> [КОРОТКОЕ ЗАДАНИЕ 1] Перечислите все пары из фразы об аудитории и «принятым правилам игры» в исходном документе: что именно умеряется и чем.

> [ИСХОДНЫЙ ДОКУМЕНТ]
********
Завадский слегка повел красивой, гордо посаженной головой, задумался, очень благожелательно посмотрел на экзаменатора и сказал:

– Так. Это я знаю. Перейдем к следующему вопросу.

Педагог залился густым румянцем и несмело прошелестел:

– Не назовете ли, Юрий Александрович, год, когда Владимир Ильич выступил с апрельскими тезисами?

Завадский задумался. Потом улыбнулся приветливо и чуть удивленно:

– И это знаю. Еще есть вопросы?

– Нет, нет, – заспешил экзаменатор. – Вполне достаточно. Благодарю вас.

Юрий Александрович получил свидетельство об успешном окончании вечернего университета. Впоследствии он замечал при случае:

– Учиться никогда не поздно.


Мало воспринимать и реагировать – надо свежо воспринимать и свежо реагировать. Так начинается художество.


Революционные вожди. Жертвы теории и палачи-практики одновременно.


Электричка отходит от Белорусского. Вот и станция «Театральная». Не сойти ли на станции «Театральная»? Очень заманчиво. Нет, не сойду. Однажды я это уже сделал.


Чехов был убежден, что драматург по призванию должен быть наделен долей пошлости. Замечание, сделанное в трудные дни его конфликта с публикой Александринки, бесспорно, имеет свои резоны, независимо от его раздражения.

В этом контексте речь идет об уступке не столько вкусу, сколько эмоциям аудитории, принятым правилам игры – страдание умеряешь сочувствием, зло – возмездием, страх – преодолением, горечь разлуки – победой любви. Успешный драматург остается в границах разумного мироустройства, но в них есть и пространство и место для пребывания таланта. В этом театре ни ужас, ни мука, ни отчаяние не посягают нарушить некий незыблемый закон. Аристотелевский катарсис из запредельности потрясения нас возвращает в пределы жизни – поэтому мы благодарно дивимся, с одной стороны, ее богатству, с другой – нашей собственной способности к соучастию и сопереживанию.
********
> [ЗАПИСИ НАБОРА ДАННЫХ]
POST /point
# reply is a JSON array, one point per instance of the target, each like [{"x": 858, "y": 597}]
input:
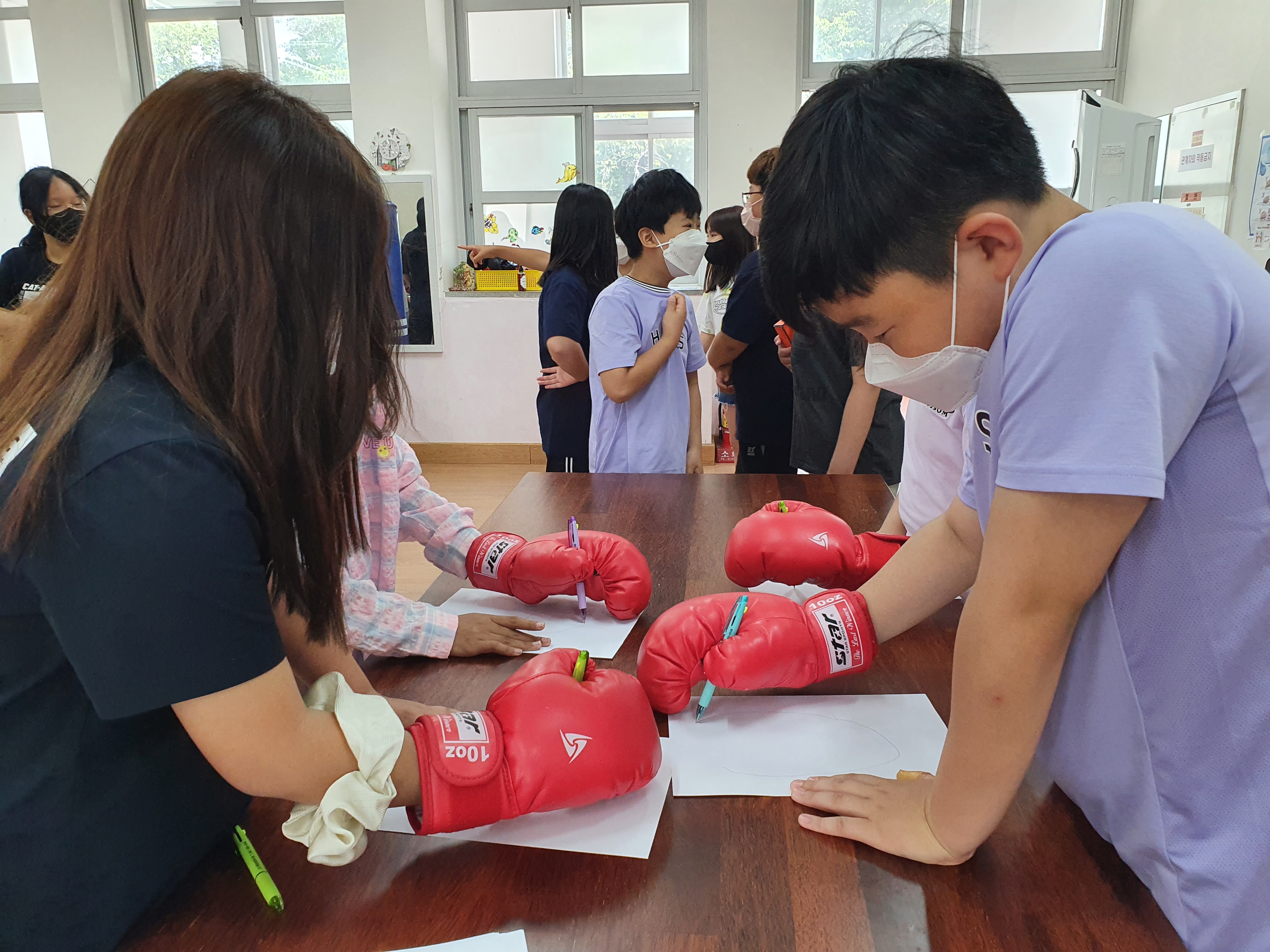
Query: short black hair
[
  {"x": 649, "y": 204},
  {"x": 878, "y": 171},
  {"x": 33, "y": 196},
  {"x": 582, "y": 236}
]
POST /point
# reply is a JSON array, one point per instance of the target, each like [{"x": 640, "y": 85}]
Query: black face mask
[
  {"x": 63, "y": 226},
  {"x": 716, "y": 253}
]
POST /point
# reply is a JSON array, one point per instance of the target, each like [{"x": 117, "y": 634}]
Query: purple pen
[{"x": 582, "y": 586}]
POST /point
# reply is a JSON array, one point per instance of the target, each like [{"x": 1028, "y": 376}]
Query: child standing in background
[
  {"x": 728, "y": 243},
  {"x": 644, "y": 346}
]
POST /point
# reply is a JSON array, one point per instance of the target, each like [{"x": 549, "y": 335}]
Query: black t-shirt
[
  {"x": 765, "y": 389},
  {"x": 23, "y": 273},
  {"x": 822, "y": 381},
  {"x": 564, "y": 413},
  {"x": 144, "y": 586},
  {"x": 415, "y": 263}
]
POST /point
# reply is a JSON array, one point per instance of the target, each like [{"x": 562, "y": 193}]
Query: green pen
[
  {"x": 738, "y": 610},
  {"x": 272, "y": 898}
]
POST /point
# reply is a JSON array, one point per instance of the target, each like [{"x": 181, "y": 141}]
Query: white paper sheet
[
  {"x": 758, "y": 745},
  {"x": 798, "y": 593},
  {"x": 489, "y": 942},
  {"x": 620, "y": 827},
  {"x": 601, "y": 635}
]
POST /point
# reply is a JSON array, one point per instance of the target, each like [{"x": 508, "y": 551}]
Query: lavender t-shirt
[
  {"x": 648, "y": 433},
  {"x": 1135, "y": 360}
]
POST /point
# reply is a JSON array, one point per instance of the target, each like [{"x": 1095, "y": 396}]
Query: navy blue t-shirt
[
  {"x": 765, "y": 388},
  {"x": 144, "y": 586},
  {"x": 564, "y": 414}
]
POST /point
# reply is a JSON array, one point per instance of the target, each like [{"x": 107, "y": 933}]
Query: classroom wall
[
  {"x": 88, "y": 82},
  {"x": 1181, "y": 53},
  {"x": 481, "y": 389}
]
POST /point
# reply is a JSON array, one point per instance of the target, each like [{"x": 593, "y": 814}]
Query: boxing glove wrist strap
[
  {"x": 843, "y": 620},
  {"x": 491, "y": 558},
  {"x": 463, "y": 781},
  {"x": 335, "y": 830}
]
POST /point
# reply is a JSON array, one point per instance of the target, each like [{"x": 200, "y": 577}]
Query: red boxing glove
[
  {"x": 807, "y": 544},
  {"x": 614, "y": 570},
  {"x": 780, "y": 644},
  {"x": 544, "y": 742}
]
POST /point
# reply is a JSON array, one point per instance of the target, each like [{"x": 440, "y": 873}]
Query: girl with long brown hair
[{"x": 177, "y": 498}]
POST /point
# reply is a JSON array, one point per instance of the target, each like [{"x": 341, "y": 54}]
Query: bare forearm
[
  {"x": 929, "y": 572},
  {"x": 854, "y": 431},
  {"x": 893, "y": 525},
  {"x": 694, "y": 413}
]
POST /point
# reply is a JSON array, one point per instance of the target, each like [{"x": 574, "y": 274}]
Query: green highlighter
[
  {"x": 272, "y": 898},
  {"x": 738, "y": 610}
]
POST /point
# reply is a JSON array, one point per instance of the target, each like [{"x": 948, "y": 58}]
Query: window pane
[
  {"x": 1053, "y": 117},
  {"x": 629, "y": 144},
  {"x": 999, "y": 27},
  {"x": 182, "y": 45},
  {"x": 187, "y": 4},
  {"x": 513, "y": 45},
  {"x": 521, "y": 225},
  {"x": 23, "y": 145},
  {"x": 304, "y": 50},
  {"x": 528, "y": 153},
  {"x": 17, "y": 53},
  {"x": 870, "y": 30},
  {"x": 634, "y": 40}
]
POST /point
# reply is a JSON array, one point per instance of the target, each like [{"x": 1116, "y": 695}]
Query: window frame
[
  {"x": 1019, "y": 73},
  {"x": 20, "y": 97},
  {"x": 578, "y": 96},
  {"x": 332, "y": 98}
]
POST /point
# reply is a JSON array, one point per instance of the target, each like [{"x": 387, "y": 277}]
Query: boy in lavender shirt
[
  {"x": 1114, "y": 512},
  {"x": 646, "y": 351}
]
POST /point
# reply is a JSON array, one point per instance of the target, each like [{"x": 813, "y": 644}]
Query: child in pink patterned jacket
[{"x": 397, "y": 503}]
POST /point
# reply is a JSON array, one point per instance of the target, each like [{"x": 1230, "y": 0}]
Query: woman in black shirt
[{"x": 55, "y": 205}]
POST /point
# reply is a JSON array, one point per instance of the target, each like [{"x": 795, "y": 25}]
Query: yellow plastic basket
[{"x": 498, "y": 281}]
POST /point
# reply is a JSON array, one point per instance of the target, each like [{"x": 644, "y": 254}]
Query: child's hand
[
  {"x": 890, "y": 815},
  {"x": 675, "y": 318},
  {"x": 479, "y": 253},
  {"x": 723, "y": 380},
  {"x": 498, "y": 635},
  {"x": 784, "y": 353},
  {"x": 556, "y": 377}
]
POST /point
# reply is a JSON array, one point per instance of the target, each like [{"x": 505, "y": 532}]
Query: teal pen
[{"x": 729, "y": 630}]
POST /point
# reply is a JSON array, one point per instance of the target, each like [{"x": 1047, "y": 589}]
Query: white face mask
[
  {"x": 944, "y": 381},
  {"x": 684, "y": 253}
]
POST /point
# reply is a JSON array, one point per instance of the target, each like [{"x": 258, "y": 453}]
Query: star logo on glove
[{"x": 573, "y": 744}]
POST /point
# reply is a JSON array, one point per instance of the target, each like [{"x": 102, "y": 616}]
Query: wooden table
[{"x": 726, "y": 873}]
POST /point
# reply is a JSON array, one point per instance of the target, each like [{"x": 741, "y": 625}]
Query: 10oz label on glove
[
  {"x": 465, "y": 735},
  {"x": 840, "y": 631}
]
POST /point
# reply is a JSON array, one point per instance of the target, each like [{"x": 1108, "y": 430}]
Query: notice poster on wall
[{"x": 1259, "y": 209}]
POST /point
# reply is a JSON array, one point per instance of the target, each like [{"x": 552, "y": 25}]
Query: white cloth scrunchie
[{"x": 335, "y": 830}]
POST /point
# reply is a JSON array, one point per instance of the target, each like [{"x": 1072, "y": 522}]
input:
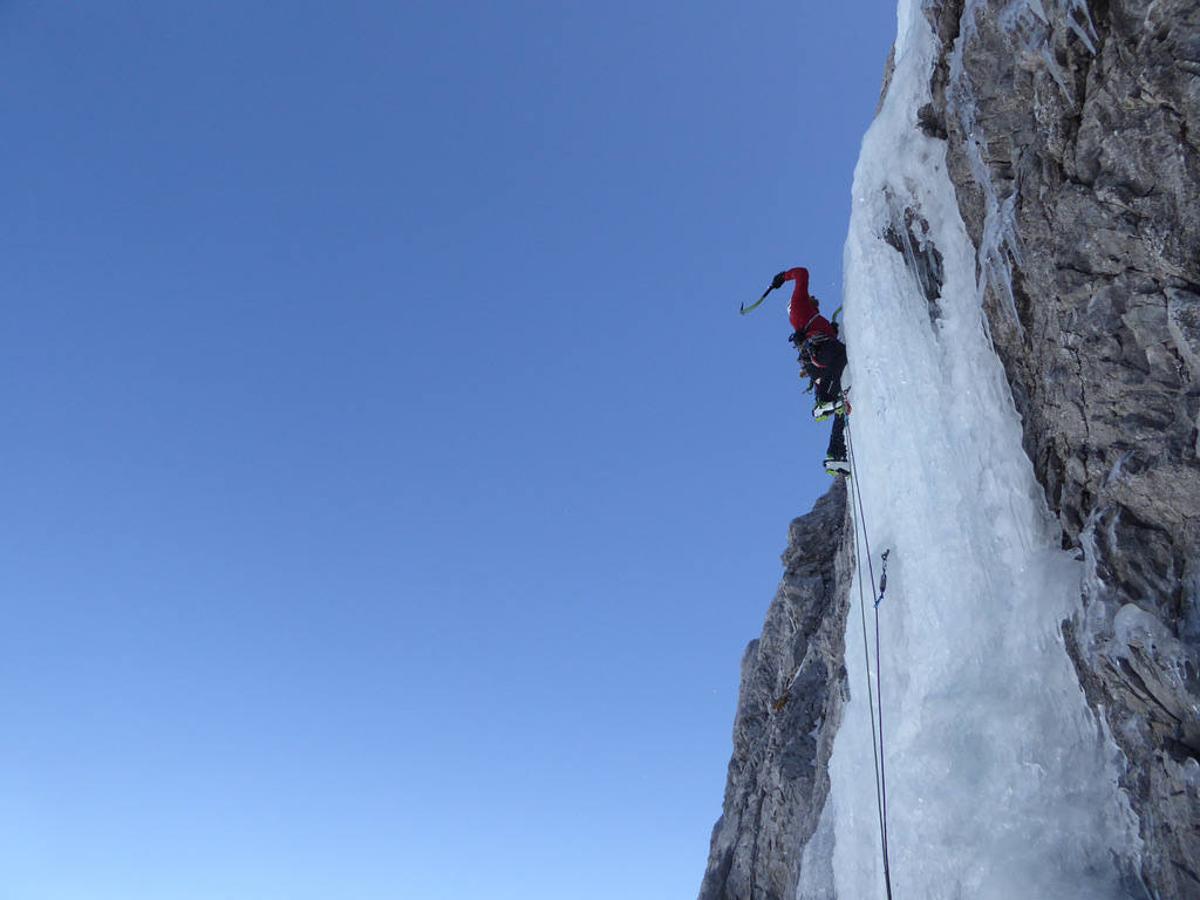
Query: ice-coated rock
[{"x": 789, "y": 708}]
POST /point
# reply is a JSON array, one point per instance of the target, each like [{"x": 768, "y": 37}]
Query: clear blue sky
[{"x": 389, "y": 484}]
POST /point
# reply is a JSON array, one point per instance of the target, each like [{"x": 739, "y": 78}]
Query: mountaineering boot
[
  {"x": 838, "y": 468},
  {"x": 831, "y": 407}
]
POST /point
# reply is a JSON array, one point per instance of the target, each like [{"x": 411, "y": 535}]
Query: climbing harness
[{"x": 874, "y": 697}]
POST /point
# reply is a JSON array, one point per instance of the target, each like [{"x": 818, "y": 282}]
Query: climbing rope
[{"x": 875, "y": 700}]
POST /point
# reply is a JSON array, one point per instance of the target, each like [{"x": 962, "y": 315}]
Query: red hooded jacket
[{"x": 803, "y": 310}]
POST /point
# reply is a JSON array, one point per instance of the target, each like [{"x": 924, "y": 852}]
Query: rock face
[
  {"x": 1073, "y": 142},
  {"x": 1073, "y": 135},
  {"x": 789, "y": 709}
]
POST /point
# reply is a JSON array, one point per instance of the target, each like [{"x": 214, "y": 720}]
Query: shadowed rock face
[
  {"x": 1073, "y": 142},
  {"x": 789, "y": 709},
  {"x": 1073, "y": 138}
]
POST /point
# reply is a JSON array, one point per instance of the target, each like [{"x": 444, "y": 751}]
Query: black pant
[{"x": 823, "y": 363}]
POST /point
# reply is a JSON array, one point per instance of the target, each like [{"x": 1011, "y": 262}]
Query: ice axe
[{"x": 743, "y": 309}]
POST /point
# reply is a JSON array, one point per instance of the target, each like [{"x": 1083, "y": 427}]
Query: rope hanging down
[{"x": 874, "y": 699}]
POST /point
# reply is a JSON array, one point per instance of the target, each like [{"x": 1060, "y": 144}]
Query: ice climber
[{"x": 822, "y": 359}]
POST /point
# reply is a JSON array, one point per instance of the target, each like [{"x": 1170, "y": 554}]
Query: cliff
[
  {"x": 1073, "y": 137},
  {"x": 1068, "y": 136},
  {"x": 789, "y": 709}
]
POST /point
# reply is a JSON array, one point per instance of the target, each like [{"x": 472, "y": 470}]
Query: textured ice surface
[{"x": 1001, "y": 783}]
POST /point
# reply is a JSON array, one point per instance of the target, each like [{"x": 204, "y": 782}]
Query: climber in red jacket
[{"x": 822, "y": 359}]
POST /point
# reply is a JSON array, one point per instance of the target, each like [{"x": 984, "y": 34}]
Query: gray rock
[
  {"x": 789, "y": 709},
  {"x": 1074, "y": 138},
  {"x": 1073, "y": 141}
]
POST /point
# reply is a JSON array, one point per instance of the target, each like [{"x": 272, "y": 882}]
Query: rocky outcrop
[
  {"x": 789, "y": 708},
  {"x": 1073, "y": 135}
]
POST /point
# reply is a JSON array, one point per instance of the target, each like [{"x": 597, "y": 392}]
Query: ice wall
[{"x": 1001, "y": 781}]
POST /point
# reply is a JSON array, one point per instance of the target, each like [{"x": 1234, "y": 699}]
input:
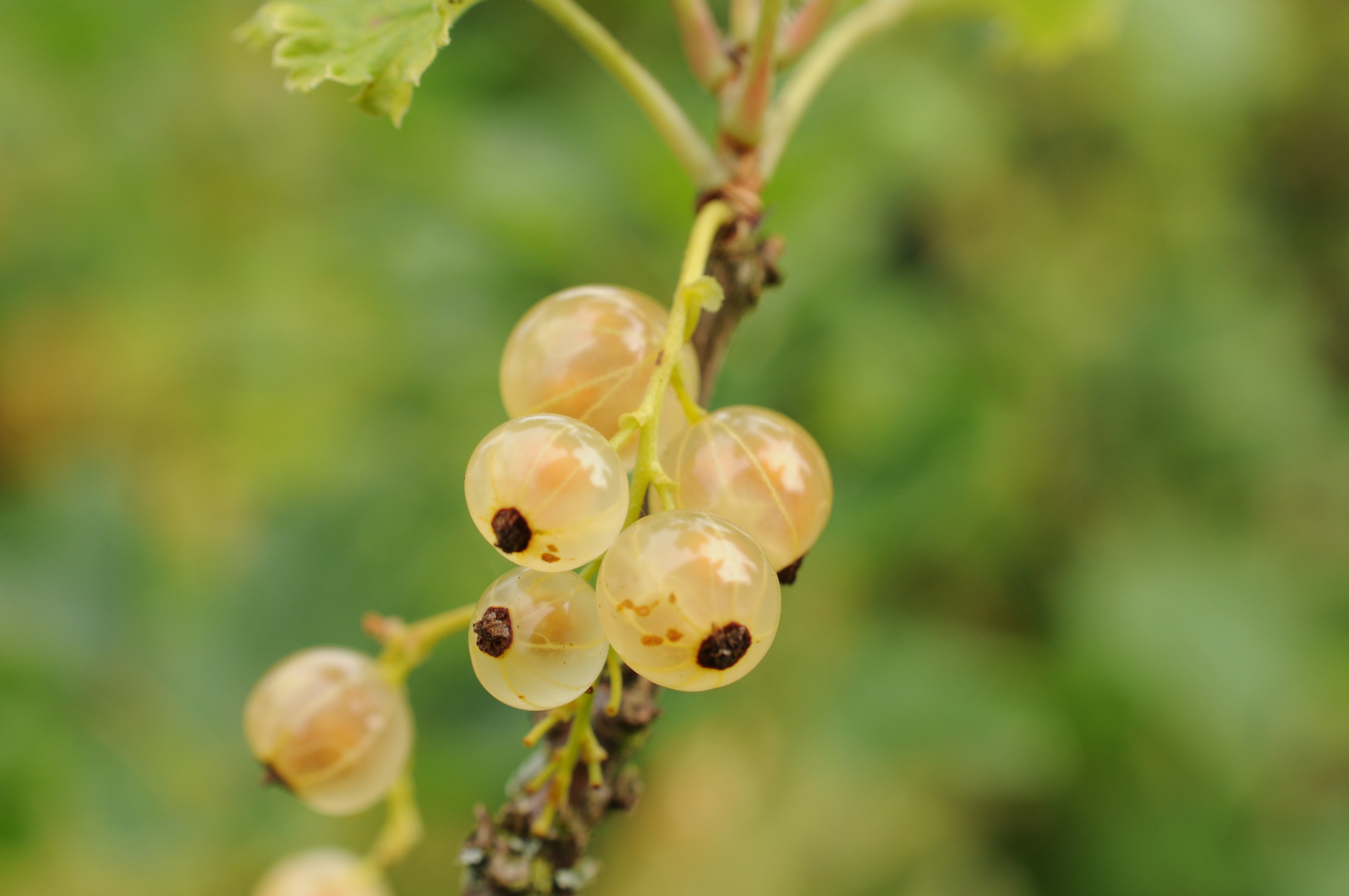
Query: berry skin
[
  {"x": 321, "y": 872},
  {"x": 331, "y": 728},
  {"x": 536, "y": 641},
  {"x": 760, "y": 470},
  {"x": 689, "y": 599},
  {"x": 587, "y": 353},
  {"x": 547, "y": 491}
]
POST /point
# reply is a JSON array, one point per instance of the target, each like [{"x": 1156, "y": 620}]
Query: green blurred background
[{"x": 1075, "y": 339}]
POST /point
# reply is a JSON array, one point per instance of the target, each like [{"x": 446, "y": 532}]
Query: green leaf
[{"x": 381, "y": 45}]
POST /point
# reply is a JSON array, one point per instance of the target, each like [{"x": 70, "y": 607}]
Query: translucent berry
[
  {"x": 548, "y": 491},
  {"x": 323, "y": 872},
  {"x": 761, "y": 471},
  {"x": 689, "y": 599},
  {"x": 536, "y": 639},
  {"x": 331, "y": 728},
  {"x": 588, "y": 353}
]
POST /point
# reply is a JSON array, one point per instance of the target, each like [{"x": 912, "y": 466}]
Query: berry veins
[
  {"x": 329, "y": 726},
  {"x": 689, "y": 599},
  {"x": 588, "y": 353},
  {"x": 764, "y": 473},
  {"x": 536, "y": 640},
  {"x": 547, "y": 491}
]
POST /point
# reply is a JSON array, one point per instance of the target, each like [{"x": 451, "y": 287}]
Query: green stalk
[{"x": 702, "y": 42}]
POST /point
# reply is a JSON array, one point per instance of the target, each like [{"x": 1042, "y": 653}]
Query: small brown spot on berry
[
  {"x": 787, "y": 575},
  {"x": 724, "y": 646},
  {"x": 271, "y": 777},
  {"x": 494, "y": 632},
  {"x": 512, "y": 531}
]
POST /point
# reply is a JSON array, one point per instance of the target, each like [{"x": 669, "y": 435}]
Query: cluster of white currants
[{"x": 689, "y": 597}]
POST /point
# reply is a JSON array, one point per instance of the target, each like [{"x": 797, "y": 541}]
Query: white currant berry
[
  {"x": 547, "y": 491},
  {"x": 689, "y": 599},
  {"x": 536, "y": 641},
  {"x": 760, "y": 470},
  {"x": 323, "y": 872},
  {"x": 331, "y": 728},
  {"x": 588, "y": 353}
]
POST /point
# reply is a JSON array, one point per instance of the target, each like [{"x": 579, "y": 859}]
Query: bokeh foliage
[{"x": 1075, "y": 338}]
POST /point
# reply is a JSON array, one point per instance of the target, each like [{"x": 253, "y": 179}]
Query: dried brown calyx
[
  {"x": 512, "y": 531},
  {"x": 787, "y": 575},
  {"x": 724, "y": 646},
  {"x": 494, "y": 632},
  {"x": 271, "y": 777}
]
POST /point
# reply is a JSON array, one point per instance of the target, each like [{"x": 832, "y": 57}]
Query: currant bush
[
  {"x": 331, "y": 728},
  {"x": 547, "y": 491},
  {"x": 689, "y": 599},
  {"x": 536, "y": 640},
  {"x": 760, "y": 470}
]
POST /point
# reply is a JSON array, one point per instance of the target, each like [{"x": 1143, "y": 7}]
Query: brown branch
[{"x": 502, "y": 857}]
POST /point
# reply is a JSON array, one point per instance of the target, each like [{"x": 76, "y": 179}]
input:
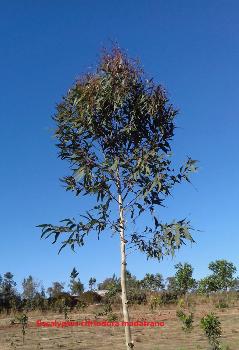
********
> [КОРОТКОЕ ЗАДАНИЕ 2] Найдите в листинге все строки, где встречается слово "blue", и скопируйте каждую из них.

> [ОТВЕТ 1]
- страдание — сочувствием
- зло — возмездием
- страх — преодолением
- горечь разлуки — победой любви

> [ОТВЕТ 2]
Query: navy blue t-shirt
Query: clear blue sky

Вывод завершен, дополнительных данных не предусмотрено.